[Rows from a dataset]
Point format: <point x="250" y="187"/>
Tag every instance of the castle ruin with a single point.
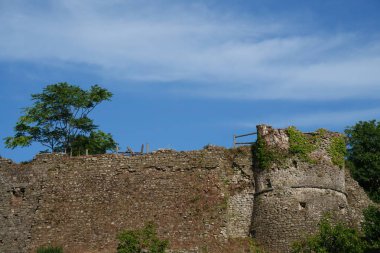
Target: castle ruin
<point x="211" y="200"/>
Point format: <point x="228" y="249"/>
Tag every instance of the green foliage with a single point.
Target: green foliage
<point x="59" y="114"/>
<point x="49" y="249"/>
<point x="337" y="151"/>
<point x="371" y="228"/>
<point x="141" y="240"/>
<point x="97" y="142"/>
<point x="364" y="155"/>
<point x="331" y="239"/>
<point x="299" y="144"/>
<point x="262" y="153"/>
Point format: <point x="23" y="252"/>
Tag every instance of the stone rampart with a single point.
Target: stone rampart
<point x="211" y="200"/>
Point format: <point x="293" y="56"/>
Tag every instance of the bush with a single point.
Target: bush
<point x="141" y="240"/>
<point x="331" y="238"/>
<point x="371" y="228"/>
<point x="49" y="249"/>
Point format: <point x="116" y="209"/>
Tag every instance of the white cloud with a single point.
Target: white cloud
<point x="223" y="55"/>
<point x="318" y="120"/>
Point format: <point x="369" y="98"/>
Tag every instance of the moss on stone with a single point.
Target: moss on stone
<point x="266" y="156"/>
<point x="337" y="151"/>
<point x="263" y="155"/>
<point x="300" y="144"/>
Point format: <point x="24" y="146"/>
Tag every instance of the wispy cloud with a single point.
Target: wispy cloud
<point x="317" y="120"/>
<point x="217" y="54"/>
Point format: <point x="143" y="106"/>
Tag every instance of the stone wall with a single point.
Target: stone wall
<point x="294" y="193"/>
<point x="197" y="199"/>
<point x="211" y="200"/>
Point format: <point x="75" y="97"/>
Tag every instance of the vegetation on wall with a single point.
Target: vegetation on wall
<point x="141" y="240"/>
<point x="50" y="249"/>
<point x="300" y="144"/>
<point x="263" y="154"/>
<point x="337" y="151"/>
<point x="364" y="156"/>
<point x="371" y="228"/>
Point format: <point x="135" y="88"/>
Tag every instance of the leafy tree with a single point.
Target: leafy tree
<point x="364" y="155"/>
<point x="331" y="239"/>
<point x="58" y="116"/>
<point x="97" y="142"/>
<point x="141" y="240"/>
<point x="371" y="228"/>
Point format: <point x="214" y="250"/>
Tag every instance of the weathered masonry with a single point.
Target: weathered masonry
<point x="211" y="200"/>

▶ Job: Give every line above again exactly, with no pictures.

▶ Solution for this problem:
Point format: <point x="250" y="187"/>
Tag every instance of the castle ruin with a single point.
Target: castle ruin
<point x="211" y="200"/>
Point format: <point x="228" y="249"/>
Tag every instance of the green foliage with a single point.
Target: green foliage
<point x="59" y="114"/>
<point x="49" y="249"/>
<point x="337" y="151"/>
<point x="371" y="228"/>
<point x="141" y="240"/>
<point x="97" y="142"/>
<point x="364" y="155"/>
<point x="331" y="239"/>
<point x="299" y="144"/>
<point x="262" y="153"/>
Point format: <point x="23" y="252"/>
Tag every instance of the stone rampart with a single point.
Target: stone rampart
<point x="211" y="200"/>
Point format: <point x="293" y="56"/>
Tag every instance of the bush with a single point.
Target: bush
<point x="141" y="240"/>
<point x="331" y="238"/>
<point x="371" y="228"/>
<point x="49" y="249"/>
Point format: <point x="116" y="209"/>
Tag every instance of the white cloud with a single point.
Target: white cloud
<point x="223" y="55"/>
<point x="318" y="120"/>
Point format: <point x="369" y="98"/>
Tag every instance of the moss on stone with a single point.
Target: moss on stone
<point x="266" y="156"/>
<point x="337" y="151"/>
<point x="263" y="155"/>
<point x="300" y="144"/>
Point format: <point x="24" y="146"/>
Tag every instance of the wispy cloud with a single point.
Target: wispy cloud
<point x="317" y="120"/>
<point x="217" y="54"/>
Point format: <point x="143" y="106"/>
Tag every instance of the stone wall with a single point.
Target: stone wall
<point x="294" y="193"/>
<point x="197" y="199"/>
<point x="211" y="200"/>
Point format: <point x="75" y="97"/>
Tag every instance of the vegetation on wall with a single point.
Target: vegetation on wall
<point x="141" y="240"/>
<point x="50" y="249"/>
<point x="300" y="144"/>
<point x="263" y="154"/>
<point x="337" y="151"/>
<point x="364" y="156"/>
<point x="371" y="228"/>
Point format: <point x="135" y="88"/>
Tag every instance of the leafy tree with a single point.
Target: leafy tree
<point x="364" y="155"/>
<point x="331" y="239"/>
<point x="58" y="116"/>
<point x="97" y="142"/>
<point x="141" y="240"/>
<point x="371" y="228"/>
Point format: <point x="214" y="250"/>
Tag every instance of the weathered masonry with a single point.
Target: weathered masonry
<point x="211" y="200"/>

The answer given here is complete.